Directions for this task >>
Write the entries out again exactly as they stand, but without the pictures.

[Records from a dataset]
+---+

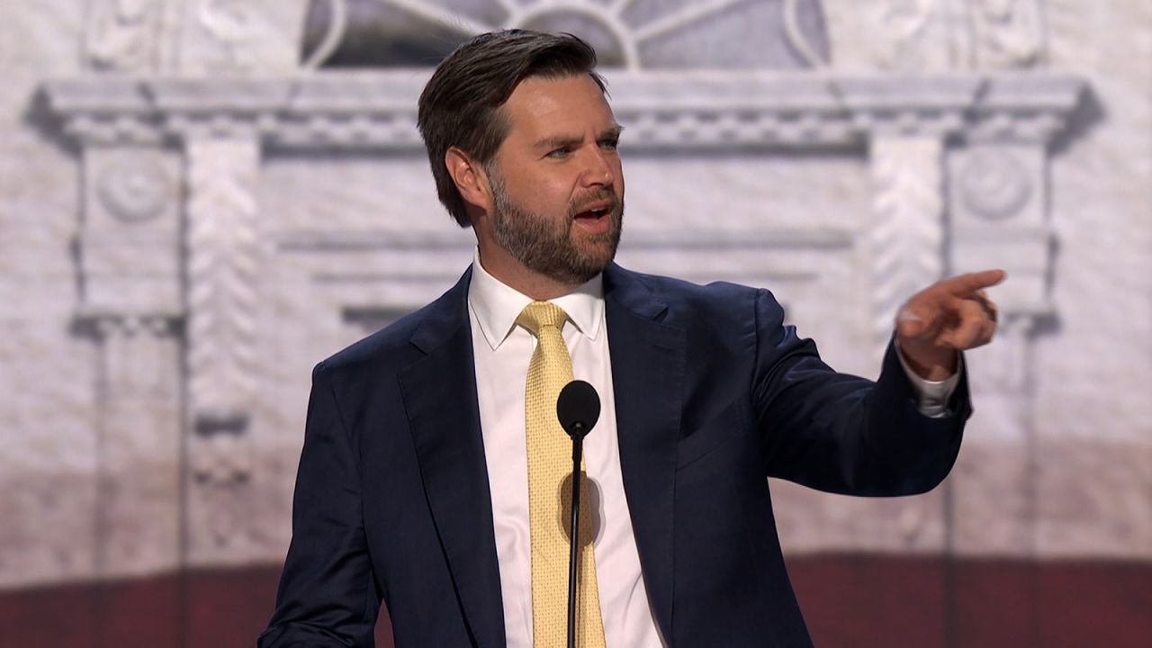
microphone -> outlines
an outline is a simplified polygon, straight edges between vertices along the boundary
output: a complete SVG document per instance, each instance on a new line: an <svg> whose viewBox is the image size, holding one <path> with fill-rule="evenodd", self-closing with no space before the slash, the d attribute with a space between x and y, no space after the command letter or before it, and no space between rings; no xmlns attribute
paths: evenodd
<svg viewBox="0 0 1152 648"><path fill-rule="evenodd" d="M573 380L560 390L556 417L568 436L583 439L600 417L600 397L596 387L584 380Z"/></svg>
<svg viewBox="0 0 1152 648"><path fill-rule="evenodd" d="M584 452L584 437L600 417L600 397L596 389L584 380L573 380L560 390L556 399L556 419L560 427L573 438L573 510L568 525L568 648L576 647L576 556L579 550L579 491L584 472L579 469Z"/></svg>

+---+

Output of the task >>
microphone -> outlines
an outline is a simplified polygon, straight edges between vertices along the boundary
output: a complete SVG document per instance, each instance on a new line: an <svg> whose viewBox is the image size, holding one <path> with fill-rule="evenodd", self-closing with no space before the slash, the d attribute with a space between x and y, no space after the command letter or before it, and no space between rings; no xmlns attribute
paths: evenodd
<svg viewBox="0 0 1152 648"><path fill-rule="evenodd" d="M573 380L560 390L556 417L568 436L583 439L600 417L600 397L596 387L584 380Z"/></svg>
<svg viewBox="0 0 1152 648"><path fill-rule="evenodd" d="M584 452L584 437L600 417L600 397L596 389L584 380L573 380L560 390L556 399L556 419L560 427L573 438L573 510L568 525L568 648L576 647L576 556L579 550L579 491L584 472L579 469Z"/></svg>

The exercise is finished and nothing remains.